■ Data supplied ■
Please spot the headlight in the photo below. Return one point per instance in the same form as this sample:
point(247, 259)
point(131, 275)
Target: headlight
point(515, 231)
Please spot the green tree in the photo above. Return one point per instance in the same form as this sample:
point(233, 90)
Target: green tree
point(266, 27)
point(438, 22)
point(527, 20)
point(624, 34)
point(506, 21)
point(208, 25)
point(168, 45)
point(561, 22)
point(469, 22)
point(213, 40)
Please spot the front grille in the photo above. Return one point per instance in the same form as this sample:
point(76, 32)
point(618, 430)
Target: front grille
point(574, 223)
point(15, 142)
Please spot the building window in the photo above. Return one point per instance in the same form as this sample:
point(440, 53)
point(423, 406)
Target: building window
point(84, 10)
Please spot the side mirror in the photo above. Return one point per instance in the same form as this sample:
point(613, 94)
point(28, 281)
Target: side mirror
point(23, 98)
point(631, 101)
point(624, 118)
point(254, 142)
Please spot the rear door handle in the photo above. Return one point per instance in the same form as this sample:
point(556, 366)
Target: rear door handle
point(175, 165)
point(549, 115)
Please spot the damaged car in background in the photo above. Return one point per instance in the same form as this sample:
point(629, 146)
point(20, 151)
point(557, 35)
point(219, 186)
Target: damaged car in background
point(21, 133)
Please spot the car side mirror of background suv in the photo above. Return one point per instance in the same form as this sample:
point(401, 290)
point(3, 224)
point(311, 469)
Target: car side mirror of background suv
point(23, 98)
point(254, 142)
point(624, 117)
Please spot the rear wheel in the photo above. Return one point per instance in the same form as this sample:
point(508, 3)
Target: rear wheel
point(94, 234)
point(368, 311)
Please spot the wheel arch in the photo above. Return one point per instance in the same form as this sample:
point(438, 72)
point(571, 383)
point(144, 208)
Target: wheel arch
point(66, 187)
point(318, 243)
* * *
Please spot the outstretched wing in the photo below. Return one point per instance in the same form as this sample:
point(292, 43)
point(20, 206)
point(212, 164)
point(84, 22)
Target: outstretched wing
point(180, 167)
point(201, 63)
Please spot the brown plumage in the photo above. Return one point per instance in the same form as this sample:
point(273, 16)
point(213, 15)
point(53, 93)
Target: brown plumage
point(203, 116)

■ Challenge ■
From the material above, return every line that contains the string "building", matching case exactly.

■ Full output ■
Please spot the building window in the photo above. Return one point per instance in the same form as this sample:
Target: building window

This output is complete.